◆ **YOUR ASSIGNMENT**
Restate the following data in its entirety, word for word and without images.

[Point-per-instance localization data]
____

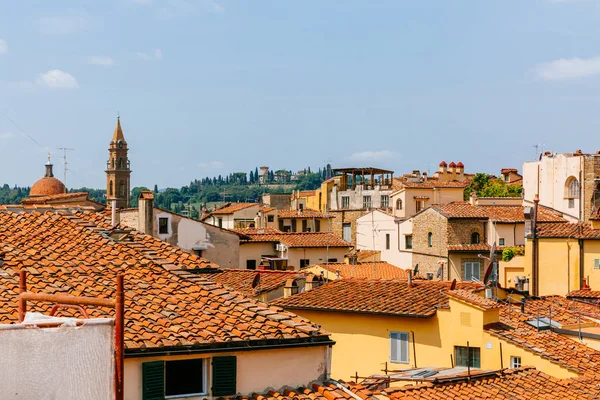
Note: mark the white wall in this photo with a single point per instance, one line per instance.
(550, 181)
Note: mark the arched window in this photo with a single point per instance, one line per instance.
(572, 188)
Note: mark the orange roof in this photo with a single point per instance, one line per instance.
(379, 269)
(576, 230)
(241, 280)
(387, 297)
(516, 384)
(230, 208)
(306, 213)
(79, 253)
(296, 239)
(557, 348)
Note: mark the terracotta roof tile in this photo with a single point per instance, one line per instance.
(517, 384)
(370, 270)
(297, 239)
(389, 297)
(300, 214)
(79, 253)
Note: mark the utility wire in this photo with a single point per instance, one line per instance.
(23, 131)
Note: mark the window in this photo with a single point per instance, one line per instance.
(572, 188)
(472, 270)
(467, 356)
(399, 347)
(163, 225)
(385, 201)
(408, 241)
(345, 201)
(346, 231)
(399, 204)
(171, 379)
(515, 361)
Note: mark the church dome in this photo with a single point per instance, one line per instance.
(48, 185)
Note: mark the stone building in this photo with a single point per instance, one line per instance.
(567, 182)
(118, 172)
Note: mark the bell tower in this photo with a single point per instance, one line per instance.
(118, 172)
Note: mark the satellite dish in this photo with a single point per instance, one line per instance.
(256, 280)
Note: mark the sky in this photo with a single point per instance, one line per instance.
(209, 87)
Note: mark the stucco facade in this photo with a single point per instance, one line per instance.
(295, 367)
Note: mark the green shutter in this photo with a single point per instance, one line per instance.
(224, 373)
(153, 380)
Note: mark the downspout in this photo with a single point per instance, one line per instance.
(581, 270)
(534, 248)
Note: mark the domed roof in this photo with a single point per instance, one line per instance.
(48, 185)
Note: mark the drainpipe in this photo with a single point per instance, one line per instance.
(534, 248)
(581, 270)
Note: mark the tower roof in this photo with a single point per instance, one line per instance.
(118, 135)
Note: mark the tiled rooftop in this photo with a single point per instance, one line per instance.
(388, 297)
(518, 384)
(241, 280)
(296, 239)
(230, 208)
(371, 270)
(300, 214)
(73, 253)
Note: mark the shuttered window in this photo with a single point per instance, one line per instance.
(153, 380)
(399, 347)
(224, 376)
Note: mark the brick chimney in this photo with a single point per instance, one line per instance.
(146, 212)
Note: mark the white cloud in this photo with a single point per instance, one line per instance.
(371, 155)
(62, 25)
(57, 79)
(212, 164)
(571, 68)
(99, 60)
(155, 54)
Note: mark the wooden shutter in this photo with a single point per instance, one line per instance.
(224, 374)
(153, 380)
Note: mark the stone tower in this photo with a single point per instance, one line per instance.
(118, 173)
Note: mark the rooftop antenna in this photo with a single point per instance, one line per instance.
(64, 157)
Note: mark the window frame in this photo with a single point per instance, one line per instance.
(161, 226)
(515, 361)
(397, 336)
(474, 361)
(204, 379)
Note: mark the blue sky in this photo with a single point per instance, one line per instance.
(207, 87)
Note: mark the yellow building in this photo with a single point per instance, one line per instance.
(400, 325)
(568, 257)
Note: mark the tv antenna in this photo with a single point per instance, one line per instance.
(64, 157)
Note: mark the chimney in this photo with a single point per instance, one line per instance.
(473, 199)
(146, 212)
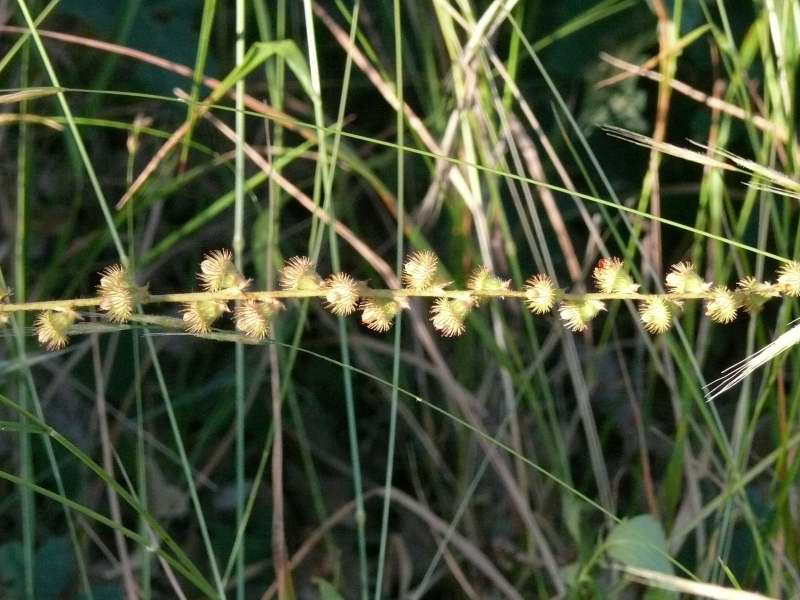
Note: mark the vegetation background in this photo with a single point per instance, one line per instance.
(523, 461)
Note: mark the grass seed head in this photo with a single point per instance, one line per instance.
(299, 273)
(576, 314)
(789, 278)
(611, 278)
(753, 294)
(118, 294)
(540, 294)
(448, 315)
(52, 326)
(254, 317)
(419, 270)
(342, 294)
(656, 314)
(722, 305)
(217, 272)
(200, 316)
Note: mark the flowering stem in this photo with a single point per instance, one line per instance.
(388, 293)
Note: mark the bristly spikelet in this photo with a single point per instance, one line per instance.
(540, 294)
(52, 327)
(789, 278)
(378, 313)
(200, 316)
(217, 272)
(448, 315)
(254, 317)
(753, 294)
(118, 294)
(721, 306)
(683, 279)
(342, 294)
(576, 314)
(299, 273)
(419, 270)
(612, 279)
(656, 314)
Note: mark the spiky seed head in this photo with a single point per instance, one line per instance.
(217, 272)
(448, 315)
(656, 314)
(540, 294)
(789, 278)
(722, 305)
(299, 273)
(576, 314)
(753, 294)
(342, 294)
(683, 279)
(52, 327)
(118, 294)
(378, 313)
(610, 277)
(200, 316)
(419, 270)
(254, 317)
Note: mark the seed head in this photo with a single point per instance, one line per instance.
(448, 315)
(576, 314)
(540, 294)
(217, 272)
(378, 313)
(656, 314)
(299, 273)
(789, 278)
(419, 270)
(722, 305)
(118, 294)
(52, 327)
(753, 294)
(254, 317)
(611, 279)
(342, 294)
(683, 279)
(199, 316)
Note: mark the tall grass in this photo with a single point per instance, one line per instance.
(513, 436)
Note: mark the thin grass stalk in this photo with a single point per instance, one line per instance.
(238, 247)
(76, 136)
(26, 469)
(21, 42)
(352, 431)
(398, 57)
(187, 469)
(145, 565)
(123, 257)
(206, 24)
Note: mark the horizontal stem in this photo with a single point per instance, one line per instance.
(234, 294)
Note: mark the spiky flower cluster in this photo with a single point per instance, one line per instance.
(217, 272)
(118, 294)
(255, 312)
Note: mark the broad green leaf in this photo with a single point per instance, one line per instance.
(640, 542)
(326, 590)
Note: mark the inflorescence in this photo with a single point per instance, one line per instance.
(120, 298)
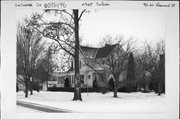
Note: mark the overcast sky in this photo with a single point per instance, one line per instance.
(140, 24)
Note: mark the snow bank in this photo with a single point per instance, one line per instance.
(98, 102)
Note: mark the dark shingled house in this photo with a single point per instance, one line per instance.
(92, 55)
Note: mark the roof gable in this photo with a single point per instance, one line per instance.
(92, 52)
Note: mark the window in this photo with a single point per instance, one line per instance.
(61, 80)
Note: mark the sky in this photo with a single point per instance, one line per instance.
(141, 25)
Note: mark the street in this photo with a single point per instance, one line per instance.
(41, 108)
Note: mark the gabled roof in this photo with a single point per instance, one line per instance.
(92, 52)
(89, 52)
(104, 51)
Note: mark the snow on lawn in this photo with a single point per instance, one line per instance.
(98, 102)
(27, 110)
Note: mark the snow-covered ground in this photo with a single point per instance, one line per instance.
(98, 102)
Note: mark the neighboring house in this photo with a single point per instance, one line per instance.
(87, 74)
(20, 84)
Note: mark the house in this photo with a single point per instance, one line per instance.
(88, 72)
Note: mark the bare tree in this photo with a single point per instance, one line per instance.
(64, 29)
(147, 60)
(29, 51)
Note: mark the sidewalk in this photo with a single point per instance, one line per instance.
(97, 102)
(42, 108)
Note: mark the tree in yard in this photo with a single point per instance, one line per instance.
(64, 30)
(29, 51)
(147, 60)
(130, 74)
(46, 66)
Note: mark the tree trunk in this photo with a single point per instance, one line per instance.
(159, 88)
(26, 86)
(31, 88)
(77, 90)
(115, 89)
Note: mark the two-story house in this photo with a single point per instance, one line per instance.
(89, 64)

____

◆ **SOLVED PROBLEM**
Note: mark the white wall in this photo with a single point per instance, one line per instance.
(550, 181)
Note: mark the arched window in this photo with a single point per instance, one line per instance.
(572, 188)
Note: mark the orange roof in this photo with a single point per instance, one line per instance.
(379, 269)
(576, 230)
(241, 280)
(387, 297)
(516, 384)
(230, 208)
(306, 213)
(79, 253)
(296, 239)
(557, 348)
Note: mark the terracotta roof tile in this photo with a single point per instance, one line per instance.
(517, 384)
(370, 270)
(297, 239)
(389, 297)
(300, 214)
(79, 253)
Note: mark the utility wire in this photo with a single point per instance, one line per instance.
(23, 131)
Note: mark the window in this photo with a single point per instance, one line per instance.
(572, 188)
(472, 270)
(467, 356)
(399, 347)
(163, 225)
(385, 201)
(408, 241)
(345, 201)
(346, 231)
(399, 204)
(171, 379)
(515, 361)
Note: mark the church dome in this photo with a single point per instance, one line per instance.
(48, 185)
Note: mark the stone building in this photo with a single point per instance, one line per instance.
(567, 182)
(118, 172)
Note: mark the bell tower in this photo with a single point per instance, one line per instance.
(118, 172)
Note: mark the satellite dish in this photo with a single point per instance, one line per instance.
(256, 280)
Note: mark the sky in this photo with a single point per instance, one line per instance.
(209, 87)
Note: mark the stucco facade in this photo with a single point per instance, one line per instance.
(295, 367)
Note: mark the green shutter in this photo with a single point per instance, one line per instance.
(224, 373)
(153, 380)
Note: mark the downspout in this photo with a single point per instance, one line per instance.
(581, 270)
(534, 248)
Note: mark the domed roof in this photo with a single point per instance, one line per instance.
(48, 185)
Note: mark the drainpipe in this photo with a single point per instance, one line per instance.
(534, 248)
(581, 270)
Note: mark the tower roof in this photo with a single point per instance, one line per instance.
(118, 135)
Note: mark the tiled rooftop in this photo with a single point per instance, one line per instance.
(388, 297)
(518, 384)
(241, 280)
(296, 239)
(230, 208)
(371, 270)
(300, 214)
(73, 253)
Note: mark the shuttered window in this photo with a single point per instance, one line per instance.
(153, 380)
(399, 347)
(224, 376)
Note: mark the brick chimney in this photo with a single point per instance, one line per instance.
(146, 212)
Note: mark the white cloud in this photo with a single point per instance, one line per instance.
(371, 155)
(62, 25)
(57, 79)
(212, 164)
(571, 68)
(99, 60)
(155, 54)
Note: mark the wooden shutter in this photo with a single point per instance, one line per instance.
(224, 374)
(153, 380)
Note: mark the stone tower in this photo with a single point per instance, one line per instance.
(118, 173)
Note: mark the rooftop antenna in this photo with a single point per instance, one line per instance.
(64, 157)
Note: mark the window frame in this photo with a single point per instance, one line per instance.
(161, 226)
(515, 361)
(397, 336)
(474, 361)
(204, 379)
Note: mark the blue sky in this photo with a single point per instance, one line per instance.
(207, 87)
Note: mark the yellow building in this photo with a single point per instance, one line per instance.
(400, 325)
(568, 257)
Note: mark the tv antenna in this photo with a single point per instance, one line per instance.
(64, 157)
Note: mark the chimney in this photo with a single point per instance, one line per instance.
(473, 199)
(146, 212)
Note: mark the vegetation background in this photo with a single point per instance, one line per instance.
(523, 461)
Note: mark the grass seed head in this photo with a single point per instance, one line per instance.
(299, 273)
(576, 314)
(789, 278)
(611, 278)
(753, 294)
(118, 294)
(540, 294)
(448, 315)
(52, 326)
(254, 317)
(419, 270)
(342, 294)
(656, 314)
(722, 305)
(217, 272)
(200, 316)
Note: mark the flowering stem in this photo with a single point per instance, one line per instance.
(388, 293)
Note: mark the bristly spikelet in this photo with a single point per instance, one line per instance.
(540, 294)
(52, 327)
(789, 278)
(378, 313)
(200, 316)
(217, 272)
(448, 315)
(254, 317)
(753, 294)
(118, 294)
(721, 306)
(683, 279)
(342, 294)
(576, 314)
(299, 273)
(419, 270)
(612, 279)
(656, 314)
Note: mark the spiky seed head in this photo with a single point per instance, one line per instance.
(217, 272)
(448, 315)
(656, 314)
(540, 294)
(789, 278)
(722, 305)
(299, 273)
(576, 314)
(753, 294)
(342, 294)
(683, 279)
(52, 327)
(118, 294)
(378, 313)
(610, 277)
(200, 316)
(419, 270)
(254, 317)
Note: mark the seed head in this photo with a single point per instance, one line per instance.
(448, 315)
(576, 314)
(540, 294)
(217, 272)
(378, 313)
(656, 314)
(299, 273)
(789, 278)
(419, 270)
(722, 305)
(118, 294)
(52, 327)
(753, 294)
(254, 317)
(611, 279)
(342, 294)
(683, 279)
(199, 316)
Note: mark the tall grass in this photo with a single point per instance, one line per instance.
(513, 436)
Note: mark the thin grass stalk in this photo with a single point per instance, one line per instance.
(238, 247)
(76, 136)
(26, 469)
(21, 42)
(352, 431)
(398, 57)
(187, 469)
(145, 565)
(123, 257)
(206, 24)
Note: mark the horizontal stem in this photo with a single point per instance, one line per instance.
(234, 294)
Note: mark the spiky flower cluster in this photo with a single point per instance, one line per instance.
(217, 272)
(118, 294)
(255, 312)
Note: mark the broad green leaf in this photo with a single point per instance, one line per instance.
(640, 542)
(326, 590)
Note: mark the inflorescence in this photo with a single point per instance, one line per instance.
(120, 298)
Note: mark the overcast sky in this photo with a single point per instance, one line per instance.
(140, 24)
Note: mark the snow bank in this photo with a single point per instance, one line per instance.
(98, 102)
Note: mark the dark shingled house in this photo with a single point per instance, one line per instance.
(92, 55)
Note: mark the roof gable in this photo with a single point per instance, one line per instance.
(92, 52)
Note: mark the window in this photo with a single point per instance, one line per instance.
(61, 80)
Note: mark the sky in this photo with a single point per instance, one line per instance.
(141, 25)
Note: mark the street in this photo with a single point per instance, one line per instance.
(41, 108)
Note: mark the gabled roof in this photo with a single point per instance, one line per instance.
(92, 52)
(89, 52)
(104, 51)
Note: mark the snow on lawn in this photo with a single point per instance, one line per instance.
(98, 102)
(27, 110)
Note: mark the snow-covered ground in this photo with a single point per instance, one line per instance.
(98, 102)
Note: mark the neighboring house in this photo with a single point per instance, one line per instance.
(87, 74)
(20, 84)
Note: mark the house in this photo with a single point per instance, one line per instance.
(88, 72)
Note: mark the bare tree in this photo with a single point per instance, one line per instance.
(64, 29)
(147, 60)
(29, 51)
Note: mark the sidewalk in this photo with a single point per instance, one line per instance.
(97, 102)
(42, 108)
Note: mark the tree in yard in this photo with a single point per instance, one line per instance.
(64, 30)
(29, 51)
(147, 60)
(130, 74)
(46, 66)
Note: mark the tree trunk in this photo with a single point per instance, one line per instance.
(159, 88)
(26, 86)
(31, 88)
(77, 90)
(115, 89)
Note: mark the two-story house in this photo with a single point per instance, one line per instance.
(89, 64)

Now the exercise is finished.